-- Goal of the exercise --
Among the entries below, take the line with "Query: green shrub" and the line with "form: x=21 y=164.", and output them and every line between them exactly, with nothing else.

-- Available data --
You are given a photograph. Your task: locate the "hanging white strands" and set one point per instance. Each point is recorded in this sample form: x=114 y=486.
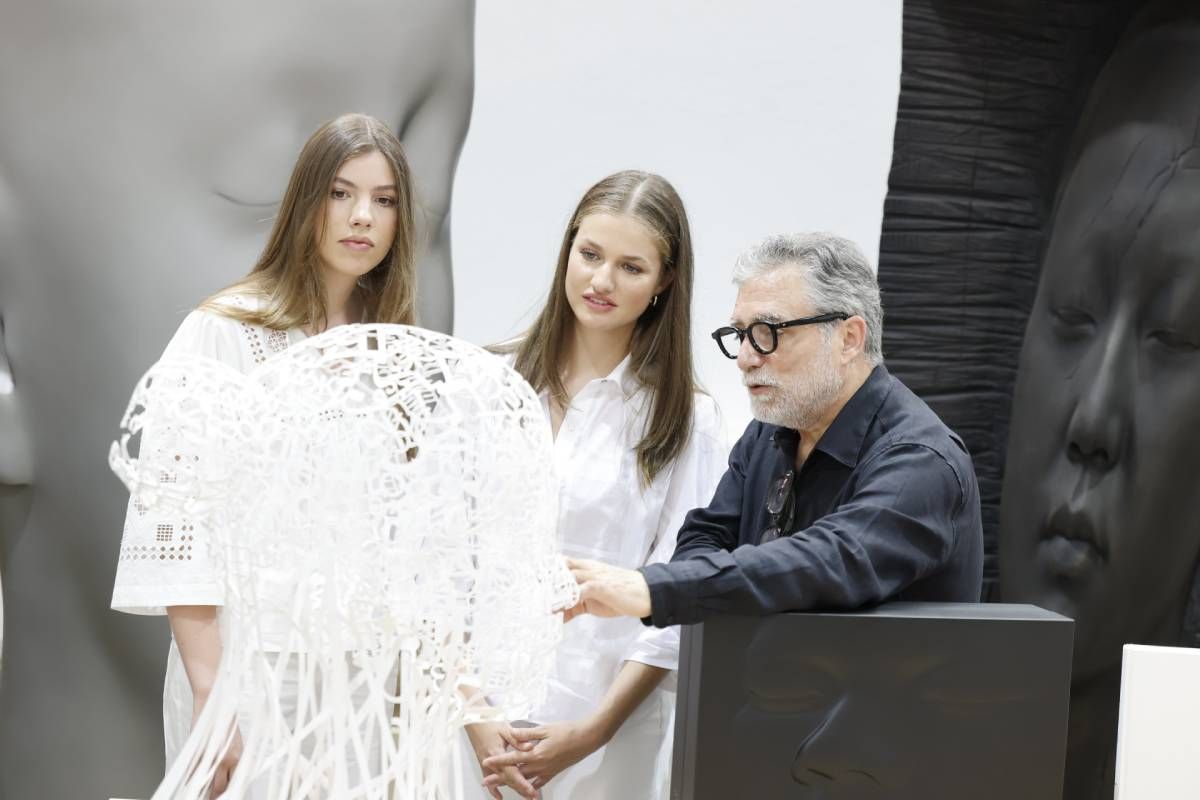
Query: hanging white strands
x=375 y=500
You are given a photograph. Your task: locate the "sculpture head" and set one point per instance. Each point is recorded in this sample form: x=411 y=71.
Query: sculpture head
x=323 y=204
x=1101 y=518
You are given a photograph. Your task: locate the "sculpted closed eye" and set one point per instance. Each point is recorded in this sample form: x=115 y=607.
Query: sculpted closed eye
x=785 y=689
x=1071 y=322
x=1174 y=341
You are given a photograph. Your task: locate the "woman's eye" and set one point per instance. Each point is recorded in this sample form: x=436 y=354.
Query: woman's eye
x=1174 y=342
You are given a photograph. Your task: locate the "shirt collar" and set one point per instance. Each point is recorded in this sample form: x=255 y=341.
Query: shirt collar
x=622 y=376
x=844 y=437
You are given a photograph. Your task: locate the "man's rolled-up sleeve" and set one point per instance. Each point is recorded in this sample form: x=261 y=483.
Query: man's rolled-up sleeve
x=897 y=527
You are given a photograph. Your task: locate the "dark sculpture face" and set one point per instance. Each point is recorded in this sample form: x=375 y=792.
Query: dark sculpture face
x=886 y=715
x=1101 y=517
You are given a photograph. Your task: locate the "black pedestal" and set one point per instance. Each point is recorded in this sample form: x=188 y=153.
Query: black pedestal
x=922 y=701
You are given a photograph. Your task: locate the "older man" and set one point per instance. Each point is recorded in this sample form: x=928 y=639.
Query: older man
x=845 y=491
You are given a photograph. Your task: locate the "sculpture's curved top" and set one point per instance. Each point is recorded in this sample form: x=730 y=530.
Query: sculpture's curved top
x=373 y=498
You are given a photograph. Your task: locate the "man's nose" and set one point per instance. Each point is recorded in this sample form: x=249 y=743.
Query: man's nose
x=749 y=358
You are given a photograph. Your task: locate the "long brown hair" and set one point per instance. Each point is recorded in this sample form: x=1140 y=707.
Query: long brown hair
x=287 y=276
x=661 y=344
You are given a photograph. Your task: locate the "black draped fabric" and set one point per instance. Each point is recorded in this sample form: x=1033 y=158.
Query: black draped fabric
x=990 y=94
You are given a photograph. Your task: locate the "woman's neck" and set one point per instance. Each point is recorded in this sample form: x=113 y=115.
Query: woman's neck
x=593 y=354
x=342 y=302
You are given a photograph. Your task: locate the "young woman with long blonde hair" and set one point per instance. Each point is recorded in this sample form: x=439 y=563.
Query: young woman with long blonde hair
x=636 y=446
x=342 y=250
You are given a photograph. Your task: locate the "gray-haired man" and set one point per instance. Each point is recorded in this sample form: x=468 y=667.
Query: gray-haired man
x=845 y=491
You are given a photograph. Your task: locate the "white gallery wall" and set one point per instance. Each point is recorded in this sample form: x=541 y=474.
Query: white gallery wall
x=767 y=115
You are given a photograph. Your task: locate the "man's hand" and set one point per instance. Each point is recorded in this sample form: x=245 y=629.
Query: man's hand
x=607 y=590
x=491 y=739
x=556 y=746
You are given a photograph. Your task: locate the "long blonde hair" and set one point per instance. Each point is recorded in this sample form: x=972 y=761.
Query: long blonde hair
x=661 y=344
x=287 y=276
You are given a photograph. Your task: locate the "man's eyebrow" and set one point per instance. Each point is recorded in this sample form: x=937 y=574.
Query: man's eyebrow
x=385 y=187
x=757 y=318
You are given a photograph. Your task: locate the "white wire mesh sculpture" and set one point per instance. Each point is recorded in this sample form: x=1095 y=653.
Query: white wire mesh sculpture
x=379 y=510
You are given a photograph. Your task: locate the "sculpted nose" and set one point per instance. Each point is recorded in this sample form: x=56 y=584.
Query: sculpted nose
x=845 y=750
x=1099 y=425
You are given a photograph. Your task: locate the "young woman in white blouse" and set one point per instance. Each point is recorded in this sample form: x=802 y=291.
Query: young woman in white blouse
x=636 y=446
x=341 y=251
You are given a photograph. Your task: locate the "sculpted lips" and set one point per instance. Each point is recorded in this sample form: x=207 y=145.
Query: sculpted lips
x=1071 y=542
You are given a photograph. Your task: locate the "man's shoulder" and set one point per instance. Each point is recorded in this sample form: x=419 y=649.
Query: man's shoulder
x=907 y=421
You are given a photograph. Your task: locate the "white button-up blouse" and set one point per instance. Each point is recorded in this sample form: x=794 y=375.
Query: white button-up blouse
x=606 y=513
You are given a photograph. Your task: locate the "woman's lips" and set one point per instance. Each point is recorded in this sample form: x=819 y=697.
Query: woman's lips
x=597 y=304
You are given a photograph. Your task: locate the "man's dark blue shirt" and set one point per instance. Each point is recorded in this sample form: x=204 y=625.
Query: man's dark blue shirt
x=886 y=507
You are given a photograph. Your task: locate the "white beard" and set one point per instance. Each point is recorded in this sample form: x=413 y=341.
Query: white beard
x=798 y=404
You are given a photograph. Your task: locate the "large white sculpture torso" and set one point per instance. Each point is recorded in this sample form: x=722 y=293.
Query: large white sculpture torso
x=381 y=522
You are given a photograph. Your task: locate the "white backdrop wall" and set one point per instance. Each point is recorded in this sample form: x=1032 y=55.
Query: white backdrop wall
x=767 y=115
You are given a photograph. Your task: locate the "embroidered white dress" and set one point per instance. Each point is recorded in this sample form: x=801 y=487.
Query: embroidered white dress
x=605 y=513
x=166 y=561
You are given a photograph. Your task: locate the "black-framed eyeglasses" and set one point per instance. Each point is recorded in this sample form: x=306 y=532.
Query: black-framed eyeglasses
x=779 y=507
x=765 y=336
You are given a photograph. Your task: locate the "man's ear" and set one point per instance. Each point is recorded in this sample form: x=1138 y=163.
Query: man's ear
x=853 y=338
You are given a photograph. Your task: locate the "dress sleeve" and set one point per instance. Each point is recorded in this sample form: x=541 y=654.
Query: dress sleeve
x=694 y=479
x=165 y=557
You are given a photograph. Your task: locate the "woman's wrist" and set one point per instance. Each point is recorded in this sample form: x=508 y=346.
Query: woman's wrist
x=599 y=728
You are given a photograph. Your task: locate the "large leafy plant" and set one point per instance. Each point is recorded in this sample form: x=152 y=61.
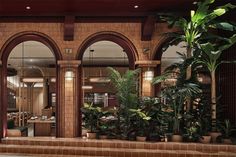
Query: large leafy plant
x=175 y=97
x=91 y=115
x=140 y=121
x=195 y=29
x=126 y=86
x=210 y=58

...

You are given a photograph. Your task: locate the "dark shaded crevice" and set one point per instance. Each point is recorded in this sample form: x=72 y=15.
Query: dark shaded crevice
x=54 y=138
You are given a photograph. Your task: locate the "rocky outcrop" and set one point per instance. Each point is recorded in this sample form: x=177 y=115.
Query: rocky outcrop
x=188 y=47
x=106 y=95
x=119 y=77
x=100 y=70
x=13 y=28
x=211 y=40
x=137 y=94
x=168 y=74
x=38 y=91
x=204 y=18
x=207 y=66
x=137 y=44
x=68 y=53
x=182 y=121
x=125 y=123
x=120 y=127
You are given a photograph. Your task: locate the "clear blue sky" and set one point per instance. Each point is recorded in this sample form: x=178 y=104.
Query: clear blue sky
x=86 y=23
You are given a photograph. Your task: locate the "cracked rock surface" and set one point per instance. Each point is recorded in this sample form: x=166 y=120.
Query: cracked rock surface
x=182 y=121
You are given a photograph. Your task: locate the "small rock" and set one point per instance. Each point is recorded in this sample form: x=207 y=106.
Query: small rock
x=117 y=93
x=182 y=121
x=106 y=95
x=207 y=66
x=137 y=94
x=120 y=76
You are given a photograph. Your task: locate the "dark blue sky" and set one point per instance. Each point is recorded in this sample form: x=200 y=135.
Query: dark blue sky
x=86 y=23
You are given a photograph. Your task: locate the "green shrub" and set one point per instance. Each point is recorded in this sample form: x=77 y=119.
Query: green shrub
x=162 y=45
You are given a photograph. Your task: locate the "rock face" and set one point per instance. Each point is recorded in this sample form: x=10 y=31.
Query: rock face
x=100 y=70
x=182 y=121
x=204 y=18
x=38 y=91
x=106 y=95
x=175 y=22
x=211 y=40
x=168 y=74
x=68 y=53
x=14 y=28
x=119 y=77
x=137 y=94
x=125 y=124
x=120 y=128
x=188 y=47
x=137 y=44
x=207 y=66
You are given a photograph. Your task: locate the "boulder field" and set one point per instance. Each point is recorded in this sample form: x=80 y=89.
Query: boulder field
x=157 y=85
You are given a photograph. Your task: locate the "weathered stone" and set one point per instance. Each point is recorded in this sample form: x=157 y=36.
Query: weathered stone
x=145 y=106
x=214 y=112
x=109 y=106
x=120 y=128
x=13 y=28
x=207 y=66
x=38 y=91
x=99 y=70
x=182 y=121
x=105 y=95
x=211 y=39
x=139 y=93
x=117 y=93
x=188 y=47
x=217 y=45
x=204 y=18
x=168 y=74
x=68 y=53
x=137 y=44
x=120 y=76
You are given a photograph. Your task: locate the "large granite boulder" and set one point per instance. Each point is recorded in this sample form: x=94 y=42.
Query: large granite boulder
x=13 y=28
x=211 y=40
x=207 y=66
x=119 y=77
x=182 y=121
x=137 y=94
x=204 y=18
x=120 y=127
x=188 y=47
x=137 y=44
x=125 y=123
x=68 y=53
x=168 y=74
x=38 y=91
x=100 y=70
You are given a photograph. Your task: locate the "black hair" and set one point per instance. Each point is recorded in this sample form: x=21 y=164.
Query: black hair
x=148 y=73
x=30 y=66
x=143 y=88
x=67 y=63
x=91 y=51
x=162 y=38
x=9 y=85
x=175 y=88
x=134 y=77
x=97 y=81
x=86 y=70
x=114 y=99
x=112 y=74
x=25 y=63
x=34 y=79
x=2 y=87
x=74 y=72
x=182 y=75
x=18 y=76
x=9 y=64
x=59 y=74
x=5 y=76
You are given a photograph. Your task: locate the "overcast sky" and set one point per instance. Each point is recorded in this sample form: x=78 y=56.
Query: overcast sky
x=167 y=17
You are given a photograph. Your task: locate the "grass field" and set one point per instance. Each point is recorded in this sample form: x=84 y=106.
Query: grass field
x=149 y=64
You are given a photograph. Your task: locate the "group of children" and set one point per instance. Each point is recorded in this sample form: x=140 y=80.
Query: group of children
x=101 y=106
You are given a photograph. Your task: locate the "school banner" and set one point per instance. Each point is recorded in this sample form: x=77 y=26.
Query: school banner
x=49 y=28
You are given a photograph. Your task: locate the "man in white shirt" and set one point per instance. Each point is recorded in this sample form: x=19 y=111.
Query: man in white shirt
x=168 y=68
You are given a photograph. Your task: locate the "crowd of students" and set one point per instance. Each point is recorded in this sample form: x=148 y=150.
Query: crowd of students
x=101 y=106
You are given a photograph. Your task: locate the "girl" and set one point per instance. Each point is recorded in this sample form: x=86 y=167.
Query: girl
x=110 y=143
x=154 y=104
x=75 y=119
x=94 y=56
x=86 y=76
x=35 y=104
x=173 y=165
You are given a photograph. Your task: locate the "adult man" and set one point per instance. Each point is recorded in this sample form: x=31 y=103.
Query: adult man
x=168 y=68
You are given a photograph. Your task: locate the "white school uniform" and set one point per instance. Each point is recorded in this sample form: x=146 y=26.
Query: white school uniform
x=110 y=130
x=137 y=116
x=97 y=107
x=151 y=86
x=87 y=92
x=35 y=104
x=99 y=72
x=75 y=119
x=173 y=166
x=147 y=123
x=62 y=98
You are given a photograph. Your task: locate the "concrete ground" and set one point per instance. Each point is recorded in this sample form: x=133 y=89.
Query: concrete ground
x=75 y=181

-- Response to this task --
Query: green shrub
x=162 y=45
You are given a photograph. Your task: locate the "rock face" and set one point per instance. Each point is recorded in this sample form: x=10 y=31.
Query: rock face
x=100 y=70
x=182 y=121
x=204 y=18
x=38 y=91
x=106 y=95
x=175 y=22
x=211 y=40
x=168 y=74
x=68 y=53
x=14 y=28
x=119 y=77
x=137 y=94
x=125 y=124
x=120 y=128
x=188 y=47
x=137 y=44
x=207 y=66
You are given a photograph. Your task: locate the "boulder field" and set one point per instance. Each point is recorded in this sample form: x=80 y=89.
Query: boulder field
x=157 y=85
You are given a photograph. Your task: locate the "weathered stone" and set one point per instance. Each point is recorded in this sample form: x=157 y=36.
Query: weathered stone
x=145 y=106
x=214 y=112
x=109 y=106
x=120 y=128
x=13 y=28
x=207 y=66
x=38 y=91
x=99 y=70
x=182 y=121
x=105 y=95
x=211 y=39
x=139 y=93
x=117 y=93
x=188 y=47
x=217 y=45
x=204 y=18
x=168 y=74
x=68 y=53
x=137 y=44
x=120 y=76
You are given a photograph. Your task: locate the "large granite boulder" and set one point per instance. Each point is recorded in this sample form: x=94 y=42.
Query: large granite boulder
x=13 y=28
x=211 y=40
x=207 y=66
x=119 y=77
x=182 y=121
x=137 y=94
x=204 y=18
x=120 y=127
x=188 y=47
x=137 y=44
x=125 y=123
x=68 y=53
x=168 y=74
x=38 y=91
x=100 y=70
You are given a photograph. Your task: locate the "black hair" and set one point per instance. Each point is recorded in this sample form: x=21 y=164.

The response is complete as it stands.